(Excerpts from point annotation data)
_ _ _
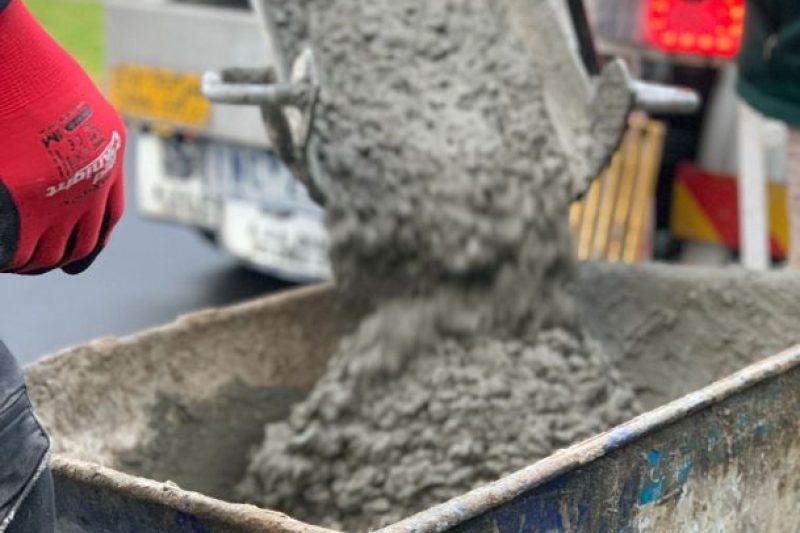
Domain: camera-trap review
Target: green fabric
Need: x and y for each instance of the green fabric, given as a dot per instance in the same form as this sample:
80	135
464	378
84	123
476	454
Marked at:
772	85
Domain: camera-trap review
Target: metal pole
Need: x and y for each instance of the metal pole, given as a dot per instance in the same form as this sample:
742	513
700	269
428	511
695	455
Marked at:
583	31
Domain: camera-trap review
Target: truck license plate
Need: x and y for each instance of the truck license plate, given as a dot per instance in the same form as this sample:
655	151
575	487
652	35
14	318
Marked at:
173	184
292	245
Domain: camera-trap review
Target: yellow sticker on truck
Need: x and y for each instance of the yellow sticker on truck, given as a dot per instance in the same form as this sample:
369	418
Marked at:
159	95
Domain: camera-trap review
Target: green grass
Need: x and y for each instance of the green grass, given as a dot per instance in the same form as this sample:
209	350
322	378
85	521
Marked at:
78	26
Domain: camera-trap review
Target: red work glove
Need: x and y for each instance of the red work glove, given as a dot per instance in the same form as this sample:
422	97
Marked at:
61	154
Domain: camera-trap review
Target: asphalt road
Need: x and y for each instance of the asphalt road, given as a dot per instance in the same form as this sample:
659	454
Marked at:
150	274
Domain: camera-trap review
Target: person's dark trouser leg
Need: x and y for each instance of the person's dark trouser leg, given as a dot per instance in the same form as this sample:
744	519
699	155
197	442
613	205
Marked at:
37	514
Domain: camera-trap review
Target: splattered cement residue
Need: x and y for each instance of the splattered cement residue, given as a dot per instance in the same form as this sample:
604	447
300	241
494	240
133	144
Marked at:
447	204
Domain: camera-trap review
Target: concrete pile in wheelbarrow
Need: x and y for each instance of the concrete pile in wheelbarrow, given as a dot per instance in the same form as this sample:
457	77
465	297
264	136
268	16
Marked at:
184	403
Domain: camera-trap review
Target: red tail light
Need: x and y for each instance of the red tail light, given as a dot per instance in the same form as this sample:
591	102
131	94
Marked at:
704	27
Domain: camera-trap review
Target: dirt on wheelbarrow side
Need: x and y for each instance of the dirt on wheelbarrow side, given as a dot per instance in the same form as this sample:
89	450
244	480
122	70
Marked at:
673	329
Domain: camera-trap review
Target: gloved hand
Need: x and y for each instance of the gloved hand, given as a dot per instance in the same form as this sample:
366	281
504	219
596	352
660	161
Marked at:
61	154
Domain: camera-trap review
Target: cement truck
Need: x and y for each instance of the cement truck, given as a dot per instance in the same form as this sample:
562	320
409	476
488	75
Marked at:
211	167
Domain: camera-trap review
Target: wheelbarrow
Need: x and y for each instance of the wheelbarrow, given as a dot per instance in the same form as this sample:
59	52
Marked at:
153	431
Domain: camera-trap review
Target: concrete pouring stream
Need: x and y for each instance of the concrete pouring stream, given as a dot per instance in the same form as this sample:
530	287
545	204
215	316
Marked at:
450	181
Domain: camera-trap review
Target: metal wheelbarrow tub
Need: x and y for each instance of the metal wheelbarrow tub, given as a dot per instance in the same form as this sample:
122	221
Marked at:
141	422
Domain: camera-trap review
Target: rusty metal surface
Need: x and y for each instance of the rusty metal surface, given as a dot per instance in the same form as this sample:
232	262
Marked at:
_ _ _
Problem to solve => Reproduce the listing exactly. Leave its pictures out.

The solution =>
Domain: camera-trap review
Target: green fabric
Need: x and y for each instance of the green fabric, given as a dot per instance in the same form as this sample:
80	135
464	378
84	123
476	454
Marked at:
772	85
Domain: camera-trap review
Target: metal pole
Need: x and y for each instance of the metal pole, given as a dot per instance in the same form as this sample:
742	513
700	269
428	511
695	455
Marked at:
583	31
Domain: camera-trap review
Target: truck license plate
Need: x and y for each instance of the truck license plate, given as a dot per instance in the same form as this sample:
655	151
575	487
652	35
14	318
Marked at:
173	184
292	245
Domain: camera-trap review
Target: yellow sticker on truck
Need: x and y for each instance of the yellow sticker on truck, given as a dot per instance in the same form as this sample:
369	418
Marked at:
159	95
Domain: camera-trap review
Target: green grass
Need: x and y for each instance of the green grass, given as a dot per instance in the same form as this sample:
209	350
322	378
85	521
Marked at:
78	26
Domain: camera-trap review
Target: red work glove
Need: x and y for each instance of the red work glove, given as a dot per instance in the same form as this sample:
422	97
Marked at:
61	154
Domain: camera-trap review
Target: asphalt road
Need: x and y for each instance of the asphalt road, given as a dot per instance in the same form as this sample:
659	454
Marked at:
150	274
Domain: camera-trap review
Target: person's dark trouser leg
Need: x and y for each instance of the person's dark trouser leg, given as a dot per instance in the same form as this sample:
744	519
699	155
197	442
613	205
Marked at:
37	514
Domain: camera-trap review
Target: splattered cement residue
Need: x and y for each instance of the splattered cement residue, given as a dot per instance in the same form as this sample:
604	447
300	241
494	240
133	144
Marked at:
447	204
Domain: camera-trap review
Target: concrete pile in wheelbarrow
Need: x and y for each instance of the concrete pile in wheelbarrow, given as a dot per instance in the same form as this sample:
457	77
465	297
264	136
268	16
Marked at:
184	403
Domain: camera-trap review
Target: red tail light
Need: x and y for each instance of the red tail light, given as a dot per instance in the same form as this sample:
591	102
131	94
Marked at:
704	27
Domain: camera-trap review
Target: dirt on wheelbarrow side
Need: x and y for each instance of the dirt on wheelbarrow side, given as a dot per instance in the same form as this sample:
89	450
244	480
122	70
Marked at:
673	329
Domain: camera-trap review
Target: gloved hand
Need: x and y for each instance of the gloved hand, given as a dot per instance in the same form as this sample:
366	281
504	219
596	352
660	161
Marked at:
61	154
Domain: camera-trap review
Target: cement truck
Need: x and y for each instance of the cement truck, given as a dot per instance in the same form as this sample:
562	320
409	476
488	75
Marked at:
211	167
Domain: camera-trap review
Target: wheelbarrow
Need: x and y for each instance of the wheelbarrow, given as a dot per instance in the same form as this sample:
59	52
Marked at:
153	431
Domain: camera-trap review
Target: concrete pouring stream
Need: x and y for each instance of the concrete pouring stream, given as a dot per instance in the same form as this sample:
530	287
545	204
215	316
Marked at:
450	181
Domain: camera-trap review
Target: metal wheelbarrow tub
Need: x and y for each instance of the metal wheelbarrow tub, given as a dot per instance in the same form as this sample:
122	221
Marked at:
141	422
Domain: camera-trap review
Target: rusty metal surface
Need: x and y for each instance of the rusty metal surface, given as a dot per instance in the same form as this sample:
232	262
Marked at:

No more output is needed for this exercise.